▶ [ENTRIES PROVIDED]:
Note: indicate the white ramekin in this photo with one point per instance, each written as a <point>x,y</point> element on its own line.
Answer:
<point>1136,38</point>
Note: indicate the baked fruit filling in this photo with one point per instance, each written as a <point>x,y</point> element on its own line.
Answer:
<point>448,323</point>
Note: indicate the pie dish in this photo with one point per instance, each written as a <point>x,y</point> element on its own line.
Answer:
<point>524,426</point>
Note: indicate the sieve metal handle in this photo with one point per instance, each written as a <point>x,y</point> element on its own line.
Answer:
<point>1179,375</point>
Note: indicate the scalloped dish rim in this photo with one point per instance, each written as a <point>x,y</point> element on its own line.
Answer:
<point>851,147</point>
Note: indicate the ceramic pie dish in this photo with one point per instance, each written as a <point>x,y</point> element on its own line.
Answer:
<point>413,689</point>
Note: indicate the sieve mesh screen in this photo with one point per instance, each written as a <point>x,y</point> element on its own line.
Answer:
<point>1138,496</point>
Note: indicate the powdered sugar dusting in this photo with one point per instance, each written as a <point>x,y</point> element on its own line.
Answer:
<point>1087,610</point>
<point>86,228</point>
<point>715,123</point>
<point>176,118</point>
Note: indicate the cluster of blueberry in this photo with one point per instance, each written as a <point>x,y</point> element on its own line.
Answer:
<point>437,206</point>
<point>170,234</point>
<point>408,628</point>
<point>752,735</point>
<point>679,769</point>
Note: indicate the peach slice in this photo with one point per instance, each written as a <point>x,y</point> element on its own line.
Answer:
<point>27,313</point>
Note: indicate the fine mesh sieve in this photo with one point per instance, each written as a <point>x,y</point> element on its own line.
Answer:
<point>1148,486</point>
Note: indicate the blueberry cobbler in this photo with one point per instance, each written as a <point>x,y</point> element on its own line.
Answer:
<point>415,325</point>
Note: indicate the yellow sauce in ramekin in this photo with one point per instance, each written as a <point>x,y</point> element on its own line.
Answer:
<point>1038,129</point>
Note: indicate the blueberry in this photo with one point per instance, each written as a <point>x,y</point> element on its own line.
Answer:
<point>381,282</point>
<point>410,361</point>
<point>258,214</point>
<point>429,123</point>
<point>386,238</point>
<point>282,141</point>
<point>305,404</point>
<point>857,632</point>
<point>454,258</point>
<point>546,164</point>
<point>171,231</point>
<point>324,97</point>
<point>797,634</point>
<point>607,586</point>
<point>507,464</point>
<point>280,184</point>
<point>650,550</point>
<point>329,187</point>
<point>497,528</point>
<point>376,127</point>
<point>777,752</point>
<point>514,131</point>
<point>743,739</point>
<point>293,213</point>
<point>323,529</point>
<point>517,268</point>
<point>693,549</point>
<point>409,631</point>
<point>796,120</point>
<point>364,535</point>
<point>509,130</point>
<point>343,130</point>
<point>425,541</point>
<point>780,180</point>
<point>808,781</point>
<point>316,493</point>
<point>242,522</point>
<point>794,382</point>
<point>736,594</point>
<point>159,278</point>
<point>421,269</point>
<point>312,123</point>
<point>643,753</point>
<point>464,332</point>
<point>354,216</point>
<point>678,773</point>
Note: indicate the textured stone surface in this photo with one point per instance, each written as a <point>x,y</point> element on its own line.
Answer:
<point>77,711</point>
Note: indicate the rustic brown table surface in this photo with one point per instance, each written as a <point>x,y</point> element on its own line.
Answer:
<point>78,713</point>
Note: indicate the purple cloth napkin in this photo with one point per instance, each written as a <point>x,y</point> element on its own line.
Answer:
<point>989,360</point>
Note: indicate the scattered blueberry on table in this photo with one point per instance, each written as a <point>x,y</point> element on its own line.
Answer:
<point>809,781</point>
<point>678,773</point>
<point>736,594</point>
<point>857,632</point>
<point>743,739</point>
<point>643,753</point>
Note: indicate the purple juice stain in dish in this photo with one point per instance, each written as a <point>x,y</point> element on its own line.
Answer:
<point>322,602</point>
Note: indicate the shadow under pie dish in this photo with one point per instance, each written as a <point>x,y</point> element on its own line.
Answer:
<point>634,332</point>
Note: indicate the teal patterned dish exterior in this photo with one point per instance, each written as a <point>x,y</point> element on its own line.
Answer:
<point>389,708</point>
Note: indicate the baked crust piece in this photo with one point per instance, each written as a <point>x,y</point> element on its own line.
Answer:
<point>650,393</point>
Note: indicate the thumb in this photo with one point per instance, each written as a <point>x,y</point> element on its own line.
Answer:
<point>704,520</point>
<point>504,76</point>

▶ [WORK TO COMPLETE]: Copy all of the data above line for line, with no changes.

▶ [EXERCISE OUTPUT]:
Note: indicate the white ramekin in this photo with one point per instance, each written as a <point>x,y</point> element on its own line.
Answer:
<point>1136,38</point>
Note: indicate the baked fruit filling in this photo with one point per instance, each written as a <point>x,y</point> element on its own line.
Answer:
<point>448,323</point>
Note: indicate the pie dish in this photo with one point per instance, each written as a <point>x,y</point> element on its own line.
Answer:
<point>524,426</point>
Note: indicate the sieve metal handle in this photo with one point per instance, each written as a <point>x,y</point> element on its own line.
Answer:
<point>1179,375</point>
Note: indicate the scalloped dish rim in this photo with one point per instance, each written as a <point>x,y</point> element on its own line.
Answer:
<point>851,147</point>
Note: indicate the ceramic pie dish in this photo with one point per instance, each written as a <point>x,y</point> element on its own line.
Answer:
<point>413,689</point>
Note: indicate the sieve mesh screen in this photo with one point per instance, each written as a <point>x,y</point> element on its own line.
Answer:
<point>1138,496</point>
Note: indicate the powdered sugar dusting in this photo with one point per instance, each written as a <point>x,y</point> element on its own line.
Answer:
<point>1087,610</point>
<point>86,228</point>
<point>715,123</point>
<point>176,118</point>
Note: indicate the cluster of blueberry in this photo with one point per instance, each written as a <point>x,y</point> element on its own line.
Answer:
<point>437,206</point>
<point>170,234</point>
<point>408,628</point>
<point>752,735</point>
<point>679,769</point>
Note: indicate the peach slice in this photo with one point per instance, each written as a <point>x,y</point> element on its own line.
Answer:
<point>27,313</point>
Note: indicate the fine mesh sieve in this photo with one point per instance, each written as a <point>x,y</point> element on its own line.
Answer:
<point>1148,486</point>
Note: indicate the blueberry cobbler in this photo with one point per instance, each written as a <point>x,y</point> element on its own line.
Answer:
<point>415,325</point>
Note: indicate the yellow sauce in ramekin in this photo with one point per instance, each written as a <point>x,y</point> element on its own line.
Answer:
<point>1038,129</point>
Note: indicate the blueberry in this photo with one point per instance, each written as a <point>x,y</point> element on its own line.
Answer:
<point>381,282</point>
<point>410,361</point>
<point>258,214</point>
<point>429,123</point>
<point>386,238</point>
<point>282,141</point>
<point>305,404</point>
<point>857,632</point>
<point>454,258</point>
<point>546,164</point>
<point>171,231</point>
<point>324,97</point>
<point>797,634</point>
<point>607,586</point>
<point>507,464</point>
<point>280,184</point>
<point>650,550</point>
<point>329,187</point>
<point>497,528</point>
<point>376,127</point>
<point>777,752</point>
<point>514,131</point>
<point>743,739</point>
<point>293,213</point>
<point>323,529</point>
<point>517,268</point>
<point>693,549</point>
<point>409,631</point>
<point>796,120</point>
<point>364,535</point>
<point>509,130</point>
<point>343,130</point>
<point>425,541</point>
<point>780,180</point>
<point>808,781</point>
<point>316,493</point>
<point>242,522</point>
<point>794,382</point>
<point>736,594</point>
<point>159,278</point>
<point>421,269</point>
<point>312,123</point>
<point>643,753</point>
<point>464,332</point>
<point>354,216</point>
<point>678,773</point>
Note: indicate the textured stone surface in this photo with one point per instance, each written as a <point>x,y</point> element on its own line.
Answer:
<point>77,711</point>
Note: indicate the rustic brown table surface in this photo with one point per instance, each written as a <point>x,y</point> element on its own line.
Answer:
<point>78,713</point>
Note: indicate the purple cloth napkin in this photo with one point per instance, each written as a <point>x,y</point> element on its own line.
Answer:
<point>989,360</point>
Note: indicate the scattered blueberry on table in this photo with one point per instance, each written as a <point>x,y</point> element on its own line.
Answer:
<point>809,781</point>
<point>678,773</point>
<point>736,594</point>
<point>857,632</point>
<point>743,739</point>
<point>643,753</point>
Note: indicate the purple juice stain in dish in this photo with one point per instance, each written as a <point>x,y</point> element on its own line.
Answer:
<point>322,602</point>
Note: indicate the shadow under pie dish in this photo with one point per instance, each written as a <point>x,y</point> element on its own line.
Answer:
<point>634,332</point>
Note: indicate the teal patterned dish exterior in this photo with one point per instance, each written as a <point>x,y</point> element on its own line.
Answer:
<point>389,708</point>
Note: indicate the baked crust piece in this photo with one point per instance, each written as a <point>x,y</point> element on its own line.
Answer:
<point>650,393</point>
Note: indicate the thumb in this photo with one point per instance, each written as a <point>x,y</point> element on its own line.
Answer:
<point>704,520</point>
<point>504,76</point>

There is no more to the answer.